# [Activity]
When you respond, write out each entry exactly as it stands.
Available data below:
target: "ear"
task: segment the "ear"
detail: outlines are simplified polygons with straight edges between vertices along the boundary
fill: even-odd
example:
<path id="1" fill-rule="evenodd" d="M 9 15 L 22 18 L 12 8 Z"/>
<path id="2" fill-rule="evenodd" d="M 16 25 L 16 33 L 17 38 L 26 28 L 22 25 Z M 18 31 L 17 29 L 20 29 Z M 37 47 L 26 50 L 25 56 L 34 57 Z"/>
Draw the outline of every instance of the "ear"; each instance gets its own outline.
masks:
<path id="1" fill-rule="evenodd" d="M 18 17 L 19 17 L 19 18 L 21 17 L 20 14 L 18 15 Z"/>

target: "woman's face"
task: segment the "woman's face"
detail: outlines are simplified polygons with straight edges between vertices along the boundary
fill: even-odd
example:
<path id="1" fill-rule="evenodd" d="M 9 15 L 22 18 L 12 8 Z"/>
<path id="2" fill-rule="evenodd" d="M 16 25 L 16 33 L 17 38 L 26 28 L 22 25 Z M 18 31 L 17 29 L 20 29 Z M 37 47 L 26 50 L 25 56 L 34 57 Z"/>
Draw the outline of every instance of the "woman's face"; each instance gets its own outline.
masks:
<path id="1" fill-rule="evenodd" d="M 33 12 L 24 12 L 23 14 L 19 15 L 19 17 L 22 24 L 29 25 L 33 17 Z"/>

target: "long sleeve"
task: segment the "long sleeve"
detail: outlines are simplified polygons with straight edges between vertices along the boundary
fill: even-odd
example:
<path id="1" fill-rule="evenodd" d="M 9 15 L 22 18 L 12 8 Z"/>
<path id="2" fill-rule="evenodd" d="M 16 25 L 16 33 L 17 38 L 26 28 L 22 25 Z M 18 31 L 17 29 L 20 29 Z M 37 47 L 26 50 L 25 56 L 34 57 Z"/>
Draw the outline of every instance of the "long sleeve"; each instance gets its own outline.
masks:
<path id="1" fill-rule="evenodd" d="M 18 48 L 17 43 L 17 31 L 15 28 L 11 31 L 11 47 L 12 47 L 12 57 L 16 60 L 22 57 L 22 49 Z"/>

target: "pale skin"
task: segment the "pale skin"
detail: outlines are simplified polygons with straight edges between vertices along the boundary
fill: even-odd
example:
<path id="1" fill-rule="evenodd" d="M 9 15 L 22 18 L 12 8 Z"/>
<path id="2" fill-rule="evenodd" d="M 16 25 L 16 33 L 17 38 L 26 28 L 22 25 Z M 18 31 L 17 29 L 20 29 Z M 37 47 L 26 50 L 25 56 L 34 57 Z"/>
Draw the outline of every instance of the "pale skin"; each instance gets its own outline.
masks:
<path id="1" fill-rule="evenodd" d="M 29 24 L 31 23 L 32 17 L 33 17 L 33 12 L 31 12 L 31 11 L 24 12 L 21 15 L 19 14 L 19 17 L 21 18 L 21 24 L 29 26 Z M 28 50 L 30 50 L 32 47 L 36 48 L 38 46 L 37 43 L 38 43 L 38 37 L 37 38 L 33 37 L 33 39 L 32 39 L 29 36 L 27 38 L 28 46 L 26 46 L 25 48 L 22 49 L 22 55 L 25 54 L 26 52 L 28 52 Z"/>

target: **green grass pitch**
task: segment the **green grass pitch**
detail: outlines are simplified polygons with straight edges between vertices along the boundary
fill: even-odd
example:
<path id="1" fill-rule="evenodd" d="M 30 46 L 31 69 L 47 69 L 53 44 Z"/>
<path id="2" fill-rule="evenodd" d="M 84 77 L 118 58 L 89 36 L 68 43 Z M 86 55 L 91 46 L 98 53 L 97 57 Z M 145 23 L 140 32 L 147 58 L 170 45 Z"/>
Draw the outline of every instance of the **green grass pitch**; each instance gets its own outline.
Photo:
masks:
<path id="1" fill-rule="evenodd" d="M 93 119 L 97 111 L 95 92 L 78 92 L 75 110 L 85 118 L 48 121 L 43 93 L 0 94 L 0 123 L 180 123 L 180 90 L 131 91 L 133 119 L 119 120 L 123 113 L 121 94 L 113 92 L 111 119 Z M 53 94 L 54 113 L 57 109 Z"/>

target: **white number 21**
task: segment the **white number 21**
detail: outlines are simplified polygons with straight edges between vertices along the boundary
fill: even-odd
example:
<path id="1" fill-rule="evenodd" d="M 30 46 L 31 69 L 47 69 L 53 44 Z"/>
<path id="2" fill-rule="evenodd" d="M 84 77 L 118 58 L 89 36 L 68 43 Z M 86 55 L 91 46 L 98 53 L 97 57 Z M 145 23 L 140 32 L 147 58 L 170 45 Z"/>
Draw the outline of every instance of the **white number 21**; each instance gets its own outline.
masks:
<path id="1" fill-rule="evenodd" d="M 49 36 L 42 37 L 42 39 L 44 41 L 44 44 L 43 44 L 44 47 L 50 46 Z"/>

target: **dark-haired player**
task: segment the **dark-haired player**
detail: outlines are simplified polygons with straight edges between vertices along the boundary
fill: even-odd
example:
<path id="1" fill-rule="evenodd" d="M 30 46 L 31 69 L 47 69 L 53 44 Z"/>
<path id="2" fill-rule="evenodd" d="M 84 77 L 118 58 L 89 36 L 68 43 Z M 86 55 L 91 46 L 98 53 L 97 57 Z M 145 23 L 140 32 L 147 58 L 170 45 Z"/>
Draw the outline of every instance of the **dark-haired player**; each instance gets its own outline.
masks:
End of Available data.
# [Solved exercise]
target: "ear"
task: segment the "ear"
detail: outlines are simplified polygons with straight edges between vertices along the boundary
fill: even-odd
example:
<path id="1" fill-rule="evenodd" d="M 9 15 L 22 18 L 12 8 Z"/>
<path id="2" fill-rule="evenodd" d="M 16 25 L 16 33 L 17 38 L 26 28 L 22 25 Z M 18 31 L 17 29 L 20 29 Z M 37 47 L 26 50 L 25 56 L 34 57 Z"/>
Draw the outline of every instance of the "ear"; each instance gets its own outline.
masks:
<path id="1" fill-rule="evenodd" d="M 18 17 L 19 17 L 19 18 L 21 17 L 20 14 L 18 15 Z"/>

target: "woman's face"
task: segment the "woman's face"
detail: outlines are simplified polygons with straight edges between vertices along the boundary
fill: even-odd
example:
<path id="1" fill-rule="evenodd" d="M 9 15 L 22 18 L 12 8 Z"/>
<path id="2" fill-rule="evenodd" d="M 16 25 L 16 33 L 17 38 L 26 28 L 22 25 Z M 18 31 L 17 29 L 20 29 Z M 37 47 L 26 50 L 25 56 L 34 57 Z"/>
Draw the outline of every instance of the "woman's face"; each instance gets its own outline.
masks:
<path id="1" fill-rule="evenodd" d="M 33 12 L 24 12 L 23 14 L 19 15 L 19 17 L 22 24 L 29 25 L 33 17 Z"/>

target: "long sleeve"
task: segment the "long sleeve"
detail: outlines are simplified polygons with straight edges between vertices along the boundary
fill: even-odd
example:
<path id="1" fill-rule="evenodd" d="M 9 15 L 22 18 L 12 8 Z"/>
<path id="2" fill-rule="evenodd" d="M 16 25 L 16 33 L 17 38 L 26 28 L 22 25 Z M 18 31 L 17 29 L 20 29 Z M 37 47 L 26 50 L 25 56 L 34 57 Z"/>
Draw the outline of every instance of the "long sleeve"; each instance gets its own outline.
masks:
<path id="1" fill-rule="evenodd" d="M 18 48 L 17 43 L 17 31 L 15 28 L 11 31 L 11 47 L 12 47 L 12 57 L 16 60 L 22 57 L 22 49 Z"/>

target: "pale skin"
task: segment the "pale skin"
detail: outlines are simplified polygons with straight edges between vertices along the boundary
fill: even-odd
example:
<path id="1" fill-rule="evenodd" d="M 9 15 L 22 18 L 12 8 Z"/>
<path id="2" fill-rule="evenodd" d="M 16 25 L 16 33 L 17 38 L 26 28 L 22 25 Z M 18 31 L 17 29 L 20 29 Z M 37 47 L 26 50 L 25 56 L 34 57 Z"/>
Draw the outline of every instance of the "pale skin"; each instance gets its own outline.
masks:
<path id="1" fill-rule="evenodd" d="M 29 24 L 31 23 L 32 17 L 33 17 L 33 12 L 31 12 L 31 11 L 24 12 L 21 15 L 19 14 L 19 17 L 21 18 L 21 24 L 29 26 Z M 28 50 L 30 50 L 32 47 L 36 48 L 38 46 L 37 43 L 38 43 L 38 37 L 37 38 L 33 37 L 33 39 L 32 39 L 29 36 L 27 38 L 28 46 L 26 46 L 25 48 L 22 49 L 22 55 L 25 54 L 26 52 L 28 52 Z"/>

target: **green grass pitch**
task: segment the **green grass pitch**
detail: outlines are simplified polygons with straight edges between vertices along the boundary
fill: even-odd
example:
<path id="1" fill-rule="evenodd" d="M 30 46 L 31 69 L 47 69 L 53 44 Z"/>
<path id="2" fill-rule="evenodd" d="M 84 77 L 118 58 L 89 36 L 68 43 Z M 86 55 L 91 46 L 98 53 L 97 57 Z M 145 23 L 140 32 L 147 58 L 170 45 Z"/>
Draw the outline of every instance of the **green grass pitch**; each instance gets its own outline.
Photo:
masks:
<path id="1" fill-rule="evenodd" d="M 93 119 L 97 111 L 95 92 L 78 92 L 75 110 L 85 118 L 48 121 L 43 93 L 0 94 L 0 123 L 180 123 L 180 90 L 131 91 L 133 119 L 119 120 L 123 113 L 121 94 L 113 92 L 111 119 Z M 53 94 L 54 113 L 57 109 Z"/>

target: **white number 21**
task: segment the **white number 21**
detail: outlines are simplified polygons with straight edges between vertices along the boundary
fill: even-odd
example:
<path id="1" fill-rule="evenodd" d="M 30 46 L 31 69 L 47 69 L 53 44 Z"/>
<path id="2" fill-rule="evenodd" d="M 84 77 L 118 58 L 89 36 L 68 43 Z M 86 55 L 91 46 L 98 53 L 97 57 Z M 145 23 L 140 32 L 147 58 L 170 45 Z"/>
Draw the outline of every instance of the **white number 21**; each instance gets its own outline.
masks:
<path id="1" fill-rule="evenodd" d="M 49 36 L 42 37 L 42 39 L 44 41 L 44 44 L 43 44 L 44 47 L 50 46 Z"/>

target: **dark-haired player**
task: segment the **dark-haired player**
detail: outlines are simplified polygons with straight edges between vertices along the boundary
fill: even-odd
example:
<path id="1" fill-rule="evenodd" d="M 30 46 L 31 69 L 47 69 L 53 44 Z"/>
<path id="2" fill-rule="evenodd" d="M 84 77 L 118 58 L 89 36 L 68 43 Z M 86 55 L 91 46 L 98 53 L 97 57 Z M 145 23 L 140 32 L 147 58 L 170 45 Z"/>
Draw the outline of every instance of the **dark-haired player**; each instance gets its own outline.
masks:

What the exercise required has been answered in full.